* Start DATA PROVIDED *
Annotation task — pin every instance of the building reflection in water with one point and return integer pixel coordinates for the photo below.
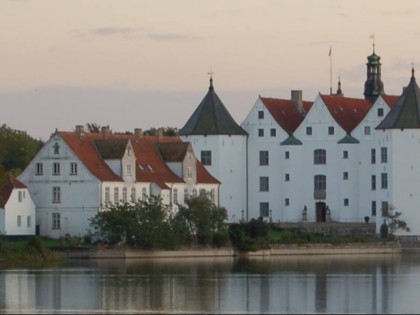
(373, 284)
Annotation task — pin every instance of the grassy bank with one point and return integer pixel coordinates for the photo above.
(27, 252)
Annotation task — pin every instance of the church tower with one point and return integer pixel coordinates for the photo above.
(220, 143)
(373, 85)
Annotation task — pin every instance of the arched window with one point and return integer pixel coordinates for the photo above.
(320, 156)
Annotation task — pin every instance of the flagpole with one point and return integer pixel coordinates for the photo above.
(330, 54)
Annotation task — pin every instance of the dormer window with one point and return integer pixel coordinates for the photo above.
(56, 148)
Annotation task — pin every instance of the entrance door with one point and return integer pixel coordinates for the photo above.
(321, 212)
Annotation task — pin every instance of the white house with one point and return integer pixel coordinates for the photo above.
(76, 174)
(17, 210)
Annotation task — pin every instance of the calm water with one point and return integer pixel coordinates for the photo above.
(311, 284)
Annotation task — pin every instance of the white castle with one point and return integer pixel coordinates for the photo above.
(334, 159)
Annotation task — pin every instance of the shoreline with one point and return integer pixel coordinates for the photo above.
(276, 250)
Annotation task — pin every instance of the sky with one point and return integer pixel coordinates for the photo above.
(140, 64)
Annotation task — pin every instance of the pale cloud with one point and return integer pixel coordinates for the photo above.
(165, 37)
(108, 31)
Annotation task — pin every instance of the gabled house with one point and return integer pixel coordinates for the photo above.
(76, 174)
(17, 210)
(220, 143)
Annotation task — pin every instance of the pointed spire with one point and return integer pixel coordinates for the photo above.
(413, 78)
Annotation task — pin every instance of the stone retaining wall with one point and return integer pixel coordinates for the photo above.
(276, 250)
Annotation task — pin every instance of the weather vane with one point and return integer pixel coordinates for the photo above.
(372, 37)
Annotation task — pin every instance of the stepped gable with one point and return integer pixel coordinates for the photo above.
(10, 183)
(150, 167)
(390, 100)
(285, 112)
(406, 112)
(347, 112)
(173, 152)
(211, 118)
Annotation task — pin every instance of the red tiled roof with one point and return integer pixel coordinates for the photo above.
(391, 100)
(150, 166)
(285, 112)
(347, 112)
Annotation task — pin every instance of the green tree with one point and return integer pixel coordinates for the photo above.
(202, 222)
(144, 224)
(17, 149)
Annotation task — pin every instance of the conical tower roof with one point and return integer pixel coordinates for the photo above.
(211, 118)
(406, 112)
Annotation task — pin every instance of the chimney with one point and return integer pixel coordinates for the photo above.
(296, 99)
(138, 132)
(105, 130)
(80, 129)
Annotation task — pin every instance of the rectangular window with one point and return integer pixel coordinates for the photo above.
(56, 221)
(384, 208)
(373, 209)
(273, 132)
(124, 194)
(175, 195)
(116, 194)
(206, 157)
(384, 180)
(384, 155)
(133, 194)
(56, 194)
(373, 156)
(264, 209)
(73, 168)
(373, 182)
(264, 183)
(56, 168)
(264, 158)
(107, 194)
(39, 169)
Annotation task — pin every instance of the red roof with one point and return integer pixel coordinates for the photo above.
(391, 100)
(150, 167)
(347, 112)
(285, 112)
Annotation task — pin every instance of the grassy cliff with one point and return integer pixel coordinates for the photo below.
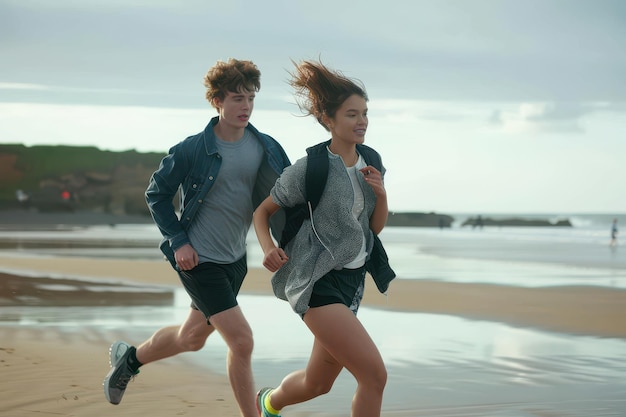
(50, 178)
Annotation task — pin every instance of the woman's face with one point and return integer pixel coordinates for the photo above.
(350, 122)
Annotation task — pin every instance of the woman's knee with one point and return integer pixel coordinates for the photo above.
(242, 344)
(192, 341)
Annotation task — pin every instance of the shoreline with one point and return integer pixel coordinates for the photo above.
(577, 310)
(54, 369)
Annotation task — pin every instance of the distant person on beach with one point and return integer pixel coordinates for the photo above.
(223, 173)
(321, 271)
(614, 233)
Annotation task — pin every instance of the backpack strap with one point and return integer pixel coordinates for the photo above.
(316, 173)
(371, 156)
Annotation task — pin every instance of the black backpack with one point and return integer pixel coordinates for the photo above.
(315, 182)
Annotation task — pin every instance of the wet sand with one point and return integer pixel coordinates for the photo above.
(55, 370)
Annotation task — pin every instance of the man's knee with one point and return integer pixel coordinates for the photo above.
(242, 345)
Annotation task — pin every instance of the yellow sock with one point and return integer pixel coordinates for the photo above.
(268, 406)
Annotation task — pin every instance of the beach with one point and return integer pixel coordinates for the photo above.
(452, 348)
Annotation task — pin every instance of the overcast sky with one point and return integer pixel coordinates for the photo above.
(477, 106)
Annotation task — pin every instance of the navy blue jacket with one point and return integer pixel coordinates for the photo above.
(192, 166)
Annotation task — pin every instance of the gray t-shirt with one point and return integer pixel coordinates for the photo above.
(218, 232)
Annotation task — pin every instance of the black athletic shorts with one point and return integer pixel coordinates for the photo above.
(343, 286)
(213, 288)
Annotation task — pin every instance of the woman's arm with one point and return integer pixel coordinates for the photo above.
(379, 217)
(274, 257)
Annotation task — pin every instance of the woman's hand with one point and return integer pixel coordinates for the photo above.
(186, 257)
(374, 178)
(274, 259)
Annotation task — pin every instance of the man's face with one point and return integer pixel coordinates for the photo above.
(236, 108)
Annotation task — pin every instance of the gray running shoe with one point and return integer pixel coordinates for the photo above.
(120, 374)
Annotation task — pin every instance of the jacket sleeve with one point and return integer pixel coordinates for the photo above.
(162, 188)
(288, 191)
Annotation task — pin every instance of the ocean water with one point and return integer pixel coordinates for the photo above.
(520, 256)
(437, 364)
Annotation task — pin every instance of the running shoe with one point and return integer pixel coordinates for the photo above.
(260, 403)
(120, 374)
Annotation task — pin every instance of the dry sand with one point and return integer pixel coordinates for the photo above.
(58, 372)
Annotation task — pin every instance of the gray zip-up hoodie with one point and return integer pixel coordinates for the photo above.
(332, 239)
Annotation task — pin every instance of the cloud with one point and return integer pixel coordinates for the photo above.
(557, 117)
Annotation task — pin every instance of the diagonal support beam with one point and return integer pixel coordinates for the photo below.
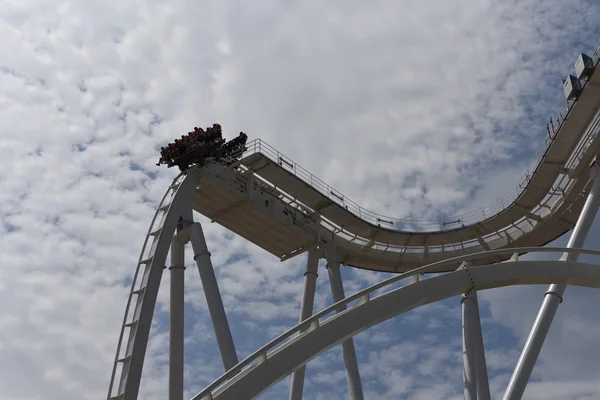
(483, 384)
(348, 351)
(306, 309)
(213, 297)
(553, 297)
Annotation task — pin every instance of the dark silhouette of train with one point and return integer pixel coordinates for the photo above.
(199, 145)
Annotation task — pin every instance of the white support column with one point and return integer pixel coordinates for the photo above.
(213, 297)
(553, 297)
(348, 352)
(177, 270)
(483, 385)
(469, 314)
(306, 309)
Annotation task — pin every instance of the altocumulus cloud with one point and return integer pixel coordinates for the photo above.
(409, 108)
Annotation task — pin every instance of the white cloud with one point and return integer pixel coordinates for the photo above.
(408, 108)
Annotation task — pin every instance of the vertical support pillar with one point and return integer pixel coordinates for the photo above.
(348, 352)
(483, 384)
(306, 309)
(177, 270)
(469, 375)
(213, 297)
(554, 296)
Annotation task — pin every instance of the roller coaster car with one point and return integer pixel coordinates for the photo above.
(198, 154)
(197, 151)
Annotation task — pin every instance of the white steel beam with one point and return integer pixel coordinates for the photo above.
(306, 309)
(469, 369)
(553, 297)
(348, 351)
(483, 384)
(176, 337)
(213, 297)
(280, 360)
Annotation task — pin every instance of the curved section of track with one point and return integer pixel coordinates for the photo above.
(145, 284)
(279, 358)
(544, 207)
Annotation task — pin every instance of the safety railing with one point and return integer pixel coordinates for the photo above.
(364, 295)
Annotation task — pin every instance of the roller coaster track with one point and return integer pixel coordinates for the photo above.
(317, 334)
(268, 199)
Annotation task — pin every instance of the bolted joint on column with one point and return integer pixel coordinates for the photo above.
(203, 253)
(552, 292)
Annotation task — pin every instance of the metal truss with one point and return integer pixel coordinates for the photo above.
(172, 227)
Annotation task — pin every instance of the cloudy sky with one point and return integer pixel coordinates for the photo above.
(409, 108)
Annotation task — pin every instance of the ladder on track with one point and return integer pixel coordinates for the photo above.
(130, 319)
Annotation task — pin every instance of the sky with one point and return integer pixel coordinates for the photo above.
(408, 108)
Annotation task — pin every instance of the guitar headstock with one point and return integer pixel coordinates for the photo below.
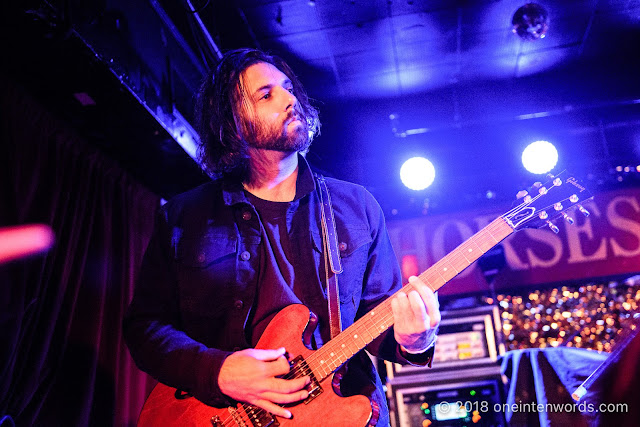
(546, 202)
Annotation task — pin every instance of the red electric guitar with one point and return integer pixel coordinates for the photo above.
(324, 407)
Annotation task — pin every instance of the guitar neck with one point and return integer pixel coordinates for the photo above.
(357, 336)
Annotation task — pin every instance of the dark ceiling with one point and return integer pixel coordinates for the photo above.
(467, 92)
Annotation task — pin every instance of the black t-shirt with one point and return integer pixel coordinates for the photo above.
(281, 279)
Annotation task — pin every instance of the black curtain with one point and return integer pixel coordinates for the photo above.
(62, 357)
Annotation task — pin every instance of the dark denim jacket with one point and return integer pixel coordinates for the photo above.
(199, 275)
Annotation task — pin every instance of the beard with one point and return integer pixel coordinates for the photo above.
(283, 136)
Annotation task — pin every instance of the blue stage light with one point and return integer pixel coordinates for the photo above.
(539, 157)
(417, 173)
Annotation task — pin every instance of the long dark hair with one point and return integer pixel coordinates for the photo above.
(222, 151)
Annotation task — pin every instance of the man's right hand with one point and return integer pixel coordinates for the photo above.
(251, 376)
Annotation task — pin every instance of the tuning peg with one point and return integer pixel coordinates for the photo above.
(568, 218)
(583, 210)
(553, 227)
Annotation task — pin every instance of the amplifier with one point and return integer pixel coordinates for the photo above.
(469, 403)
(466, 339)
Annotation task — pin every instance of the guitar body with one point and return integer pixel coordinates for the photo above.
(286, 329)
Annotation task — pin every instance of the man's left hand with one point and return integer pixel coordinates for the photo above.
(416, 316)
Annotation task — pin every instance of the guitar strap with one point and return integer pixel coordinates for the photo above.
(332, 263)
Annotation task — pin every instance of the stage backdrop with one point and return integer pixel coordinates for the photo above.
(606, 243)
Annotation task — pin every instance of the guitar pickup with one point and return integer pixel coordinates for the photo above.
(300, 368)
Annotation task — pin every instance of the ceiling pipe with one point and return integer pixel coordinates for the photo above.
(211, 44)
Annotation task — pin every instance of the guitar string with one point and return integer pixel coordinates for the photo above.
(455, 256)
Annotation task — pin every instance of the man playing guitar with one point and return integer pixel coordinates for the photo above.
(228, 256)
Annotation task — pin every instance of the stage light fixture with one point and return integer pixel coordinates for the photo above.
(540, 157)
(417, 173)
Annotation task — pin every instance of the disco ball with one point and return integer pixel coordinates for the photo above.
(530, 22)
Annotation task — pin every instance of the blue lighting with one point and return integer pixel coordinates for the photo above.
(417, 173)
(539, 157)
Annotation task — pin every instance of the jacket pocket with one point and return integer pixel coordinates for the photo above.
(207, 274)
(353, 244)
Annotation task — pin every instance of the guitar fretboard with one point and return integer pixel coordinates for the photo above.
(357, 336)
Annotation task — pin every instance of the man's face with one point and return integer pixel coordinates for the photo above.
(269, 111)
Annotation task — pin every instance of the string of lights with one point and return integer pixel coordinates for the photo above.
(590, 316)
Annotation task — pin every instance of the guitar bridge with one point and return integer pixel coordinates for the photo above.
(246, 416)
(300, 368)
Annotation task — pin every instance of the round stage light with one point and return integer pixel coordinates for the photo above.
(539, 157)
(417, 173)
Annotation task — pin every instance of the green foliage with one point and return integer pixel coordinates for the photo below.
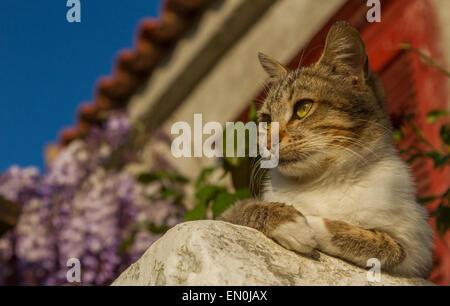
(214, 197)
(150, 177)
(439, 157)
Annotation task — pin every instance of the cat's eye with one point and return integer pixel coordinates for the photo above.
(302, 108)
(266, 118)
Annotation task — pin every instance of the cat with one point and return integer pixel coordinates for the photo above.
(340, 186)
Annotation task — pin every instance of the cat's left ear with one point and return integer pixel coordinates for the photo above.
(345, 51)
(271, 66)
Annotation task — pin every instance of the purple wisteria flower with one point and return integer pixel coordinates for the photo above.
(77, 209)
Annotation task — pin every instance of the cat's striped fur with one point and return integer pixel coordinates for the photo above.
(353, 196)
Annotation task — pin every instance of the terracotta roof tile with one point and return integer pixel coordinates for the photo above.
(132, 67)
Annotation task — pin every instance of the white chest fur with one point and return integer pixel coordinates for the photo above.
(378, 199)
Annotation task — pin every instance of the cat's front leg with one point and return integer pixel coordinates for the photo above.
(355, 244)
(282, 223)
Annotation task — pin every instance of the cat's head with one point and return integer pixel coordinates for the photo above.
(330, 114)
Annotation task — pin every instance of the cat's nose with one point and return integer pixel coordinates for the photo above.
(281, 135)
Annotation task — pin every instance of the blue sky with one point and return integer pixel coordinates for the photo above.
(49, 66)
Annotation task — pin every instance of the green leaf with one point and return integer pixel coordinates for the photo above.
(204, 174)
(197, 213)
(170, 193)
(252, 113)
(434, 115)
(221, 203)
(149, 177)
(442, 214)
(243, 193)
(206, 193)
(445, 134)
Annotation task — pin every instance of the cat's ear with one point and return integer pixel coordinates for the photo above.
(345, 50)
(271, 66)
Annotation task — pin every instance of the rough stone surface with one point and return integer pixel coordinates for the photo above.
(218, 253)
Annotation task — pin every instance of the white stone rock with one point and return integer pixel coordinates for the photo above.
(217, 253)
* End DATA PROVIDED *
▶ [TASK] Quote exactly and only the lines from the one holding "Annotation task — pin every instance of the green leaf" through the end of the data.

▶ [WRITTEN SOLUTION]
Annotation task — pin every instance of the green leaf with one point and return integer pixel coordinates for the photo above.
(204, 174)
(197, 213)
(170, 193)
(252, 113)
(434, 115)
(221, 203)
(149, 177)
(442, 214)
(243, 193)
(206, 193)
(445, 134)
Annotation task — pin every instance of the cat's ear with one point and return integer pixel coordinates for the photo above.
(345, 50)
(271, 66)
Annotation task — pin every instance of the rough stone surface with one point and return integer pixel coordinates for the photo above.
(218, 253)
Annotation task — pin every instance of the white stone rock with one point and return integer pixel coordinates for the photo above.
(217, 253)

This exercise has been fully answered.